Peshawar, Mar 19 (PTI) The Torkham border crossing between Pakistan and Afghanistan reopened on Wednesday after 27 days of closure following successful negotiations between jirga members from both sides.
The cross-border movement was suspended on February 21 after Islamabad shut it down over a dispute concerning the construction of a border post by the Afghan government.
Several efforts to defuse the tension failed as trucks laden with goods queued up on both sides, waiting for normalisation to cross. The impasse promoted local elders and traders from the two countries to hold talks, which led to the thaw.
Head of the Pakistani jirga (tribal council) Syed Jawad Hussain Kazmi told the media that the border has opened for cargo vehicles.
He added that it will reopen for pedestrians and patients on Friday after repairs to the Pakistani customs infrastructure, which was damaged by firing from the Afghan side.
The decision to reopen the border was taken at a meeting at Torkham on the Afghan side on Wednesday, he said.
Additionally, an immediate ceasefire has been agreed upon till April 15. Both sides agreed to stop construction of the controversial check posts, Kazmi added.
“Pakistani members of the jirga had pressed for a halt to the controversial constructions on the Afghan side,” he said.
Afghan state-run news agency Bakhtar also confirmed the crossing’s reopening.
Deputy Governor of Afghanistan's Nangarhar province Molvi Azizullah and Commissioner Molvi Hikmatullah represented the Afghan side in the flag meeting.
Since February 21, officials and tribal elders on both sides have been holding talks about reopening the border. On Monday, the Pakistan-Afghanistan Jirga agreed on a ceasefire and the border's reopening.
Members of the jirga, formed for negotiations with Afghanistan regarding the reopening of the Torkham Border, met with Chief Minister Ali Amin Gandapur on Wednesday.

- WHAT THE TASK REQUIRES
Extract the portion of the news report on the Torkham border reopening from "Members of the jirga, formed" up to and including "Gandapur on Wednesday.". The data that follows is unrelated to the news report on the Torkham border crossing.

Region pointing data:
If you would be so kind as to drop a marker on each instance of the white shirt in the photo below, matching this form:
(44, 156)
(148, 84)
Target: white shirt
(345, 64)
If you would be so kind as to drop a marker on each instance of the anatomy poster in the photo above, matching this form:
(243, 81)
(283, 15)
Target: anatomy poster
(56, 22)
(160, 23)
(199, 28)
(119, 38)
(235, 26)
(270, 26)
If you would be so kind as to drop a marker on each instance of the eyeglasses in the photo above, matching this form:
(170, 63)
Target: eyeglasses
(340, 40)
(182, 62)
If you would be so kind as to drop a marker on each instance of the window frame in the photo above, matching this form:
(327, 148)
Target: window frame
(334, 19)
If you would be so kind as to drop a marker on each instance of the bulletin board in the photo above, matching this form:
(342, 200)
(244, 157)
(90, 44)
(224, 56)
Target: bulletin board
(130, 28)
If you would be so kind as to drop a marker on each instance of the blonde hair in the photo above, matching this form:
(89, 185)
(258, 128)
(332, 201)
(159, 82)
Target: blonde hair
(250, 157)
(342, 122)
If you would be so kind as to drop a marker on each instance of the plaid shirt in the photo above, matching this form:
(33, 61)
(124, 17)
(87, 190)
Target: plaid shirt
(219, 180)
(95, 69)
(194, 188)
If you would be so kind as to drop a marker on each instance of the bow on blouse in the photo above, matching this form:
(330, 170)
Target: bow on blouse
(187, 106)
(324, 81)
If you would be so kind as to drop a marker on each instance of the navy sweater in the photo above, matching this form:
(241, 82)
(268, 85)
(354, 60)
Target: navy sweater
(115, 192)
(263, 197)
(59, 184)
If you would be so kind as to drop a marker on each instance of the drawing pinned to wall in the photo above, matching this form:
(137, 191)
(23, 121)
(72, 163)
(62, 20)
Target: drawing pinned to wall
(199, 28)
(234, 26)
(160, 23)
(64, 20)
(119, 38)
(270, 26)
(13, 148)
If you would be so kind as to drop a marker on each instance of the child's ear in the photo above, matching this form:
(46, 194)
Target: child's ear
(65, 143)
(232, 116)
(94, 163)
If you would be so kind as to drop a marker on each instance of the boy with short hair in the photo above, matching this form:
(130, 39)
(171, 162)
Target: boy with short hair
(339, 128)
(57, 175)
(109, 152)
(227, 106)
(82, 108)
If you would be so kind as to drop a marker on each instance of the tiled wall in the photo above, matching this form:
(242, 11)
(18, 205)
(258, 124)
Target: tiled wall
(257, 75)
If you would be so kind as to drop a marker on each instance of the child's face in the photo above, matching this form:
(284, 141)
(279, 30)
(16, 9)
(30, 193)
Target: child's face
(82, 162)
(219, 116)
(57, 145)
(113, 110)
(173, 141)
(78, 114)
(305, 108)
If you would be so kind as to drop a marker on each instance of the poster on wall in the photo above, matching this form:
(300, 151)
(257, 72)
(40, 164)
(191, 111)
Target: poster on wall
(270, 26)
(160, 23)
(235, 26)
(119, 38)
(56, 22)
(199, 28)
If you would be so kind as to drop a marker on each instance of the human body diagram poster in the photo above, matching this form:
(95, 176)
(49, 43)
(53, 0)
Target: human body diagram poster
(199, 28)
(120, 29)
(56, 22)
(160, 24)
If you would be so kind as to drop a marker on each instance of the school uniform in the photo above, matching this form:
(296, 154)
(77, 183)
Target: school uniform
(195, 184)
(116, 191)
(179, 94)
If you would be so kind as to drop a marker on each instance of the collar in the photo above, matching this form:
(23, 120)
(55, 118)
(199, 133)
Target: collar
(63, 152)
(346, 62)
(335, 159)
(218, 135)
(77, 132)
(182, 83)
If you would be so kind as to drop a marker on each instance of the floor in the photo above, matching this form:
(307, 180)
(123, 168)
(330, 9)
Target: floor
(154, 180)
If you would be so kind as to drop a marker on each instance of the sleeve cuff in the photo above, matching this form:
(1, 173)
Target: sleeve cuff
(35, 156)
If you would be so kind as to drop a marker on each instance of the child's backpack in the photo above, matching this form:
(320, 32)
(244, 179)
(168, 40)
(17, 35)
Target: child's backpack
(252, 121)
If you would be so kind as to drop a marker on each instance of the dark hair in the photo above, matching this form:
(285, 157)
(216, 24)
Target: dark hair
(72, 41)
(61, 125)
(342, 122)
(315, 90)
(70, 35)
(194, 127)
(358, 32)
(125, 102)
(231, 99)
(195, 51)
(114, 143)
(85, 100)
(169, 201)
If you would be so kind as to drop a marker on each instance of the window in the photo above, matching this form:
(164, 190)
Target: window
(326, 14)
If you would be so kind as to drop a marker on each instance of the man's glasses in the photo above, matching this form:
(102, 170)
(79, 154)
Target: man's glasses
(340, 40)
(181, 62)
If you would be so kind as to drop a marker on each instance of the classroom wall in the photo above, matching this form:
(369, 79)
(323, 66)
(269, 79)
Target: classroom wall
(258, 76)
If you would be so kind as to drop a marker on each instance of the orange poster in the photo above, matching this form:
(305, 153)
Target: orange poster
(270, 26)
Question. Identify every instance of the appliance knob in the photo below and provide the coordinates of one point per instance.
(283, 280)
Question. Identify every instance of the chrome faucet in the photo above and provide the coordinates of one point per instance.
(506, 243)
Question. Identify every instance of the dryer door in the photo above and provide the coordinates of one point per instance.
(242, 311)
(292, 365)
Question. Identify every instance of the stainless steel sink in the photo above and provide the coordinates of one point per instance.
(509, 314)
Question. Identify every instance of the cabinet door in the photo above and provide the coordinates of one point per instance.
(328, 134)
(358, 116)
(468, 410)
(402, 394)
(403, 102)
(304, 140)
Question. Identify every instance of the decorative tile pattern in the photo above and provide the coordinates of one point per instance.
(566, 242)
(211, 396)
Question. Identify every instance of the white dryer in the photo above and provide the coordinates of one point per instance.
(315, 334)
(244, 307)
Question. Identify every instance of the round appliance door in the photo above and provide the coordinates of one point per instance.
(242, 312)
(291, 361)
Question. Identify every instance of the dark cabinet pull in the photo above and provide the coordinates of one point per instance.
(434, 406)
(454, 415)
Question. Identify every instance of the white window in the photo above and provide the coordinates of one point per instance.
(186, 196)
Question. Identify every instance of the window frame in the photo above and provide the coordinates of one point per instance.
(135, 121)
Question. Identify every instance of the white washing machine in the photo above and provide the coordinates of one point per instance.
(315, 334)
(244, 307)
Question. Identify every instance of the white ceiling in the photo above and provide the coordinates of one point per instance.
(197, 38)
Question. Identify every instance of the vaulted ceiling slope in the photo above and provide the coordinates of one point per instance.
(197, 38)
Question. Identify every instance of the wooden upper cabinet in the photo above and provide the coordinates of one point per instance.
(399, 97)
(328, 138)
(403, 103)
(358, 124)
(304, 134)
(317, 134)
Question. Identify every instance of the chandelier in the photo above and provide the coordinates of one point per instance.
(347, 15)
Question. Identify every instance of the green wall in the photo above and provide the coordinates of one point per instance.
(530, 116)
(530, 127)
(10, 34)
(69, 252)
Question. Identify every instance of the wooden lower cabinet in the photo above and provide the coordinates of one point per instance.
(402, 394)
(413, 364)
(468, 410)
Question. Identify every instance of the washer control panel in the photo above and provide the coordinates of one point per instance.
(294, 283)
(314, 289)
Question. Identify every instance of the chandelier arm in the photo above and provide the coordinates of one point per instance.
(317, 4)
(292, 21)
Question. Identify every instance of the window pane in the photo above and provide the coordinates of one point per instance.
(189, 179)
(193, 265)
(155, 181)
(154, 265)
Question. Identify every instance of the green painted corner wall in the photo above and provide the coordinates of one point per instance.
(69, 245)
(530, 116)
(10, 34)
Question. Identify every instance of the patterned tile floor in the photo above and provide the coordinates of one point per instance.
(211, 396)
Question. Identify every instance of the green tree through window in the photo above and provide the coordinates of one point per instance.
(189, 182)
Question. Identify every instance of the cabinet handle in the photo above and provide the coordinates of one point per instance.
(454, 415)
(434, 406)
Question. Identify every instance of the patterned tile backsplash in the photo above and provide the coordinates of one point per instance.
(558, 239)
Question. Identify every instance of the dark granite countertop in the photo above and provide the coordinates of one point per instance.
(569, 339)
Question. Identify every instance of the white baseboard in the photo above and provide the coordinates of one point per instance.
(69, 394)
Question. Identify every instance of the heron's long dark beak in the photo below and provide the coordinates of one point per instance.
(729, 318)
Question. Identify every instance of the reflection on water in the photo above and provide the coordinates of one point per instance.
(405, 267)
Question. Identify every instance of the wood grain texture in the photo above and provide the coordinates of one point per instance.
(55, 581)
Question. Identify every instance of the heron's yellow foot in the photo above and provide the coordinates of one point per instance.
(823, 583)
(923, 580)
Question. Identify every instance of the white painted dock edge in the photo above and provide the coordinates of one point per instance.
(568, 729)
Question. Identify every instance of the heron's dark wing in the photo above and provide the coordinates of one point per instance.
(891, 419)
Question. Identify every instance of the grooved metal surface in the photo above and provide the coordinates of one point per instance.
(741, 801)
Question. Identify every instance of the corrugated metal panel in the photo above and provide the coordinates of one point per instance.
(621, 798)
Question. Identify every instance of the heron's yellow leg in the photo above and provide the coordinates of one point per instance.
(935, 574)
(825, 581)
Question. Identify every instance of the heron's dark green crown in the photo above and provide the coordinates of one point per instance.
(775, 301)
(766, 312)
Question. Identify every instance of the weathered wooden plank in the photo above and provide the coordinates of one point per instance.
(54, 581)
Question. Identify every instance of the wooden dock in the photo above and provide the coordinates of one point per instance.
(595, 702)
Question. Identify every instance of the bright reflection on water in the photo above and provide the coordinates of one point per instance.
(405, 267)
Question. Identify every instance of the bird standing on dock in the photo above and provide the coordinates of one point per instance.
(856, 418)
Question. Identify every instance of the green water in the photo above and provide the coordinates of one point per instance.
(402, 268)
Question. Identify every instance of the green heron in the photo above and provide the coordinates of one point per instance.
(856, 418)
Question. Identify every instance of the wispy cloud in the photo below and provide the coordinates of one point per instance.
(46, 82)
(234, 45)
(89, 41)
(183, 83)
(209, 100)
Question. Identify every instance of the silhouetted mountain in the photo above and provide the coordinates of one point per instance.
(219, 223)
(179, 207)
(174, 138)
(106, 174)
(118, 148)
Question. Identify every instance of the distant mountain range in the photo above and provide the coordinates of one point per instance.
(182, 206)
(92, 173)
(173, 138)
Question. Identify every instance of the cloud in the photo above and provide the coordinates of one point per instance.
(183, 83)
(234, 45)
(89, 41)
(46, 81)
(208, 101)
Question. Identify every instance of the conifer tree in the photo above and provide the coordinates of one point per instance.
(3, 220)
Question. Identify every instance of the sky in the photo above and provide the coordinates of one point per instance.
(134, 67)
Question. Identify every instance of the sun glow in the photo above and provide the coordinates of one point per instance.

- EXERCISE RESULT
Members of the jirga, formed for negotiations with Afghanistan regarding the reopening of the Torkham Border, met with Chief Minister Ali Amin Gandapur on Wednesday.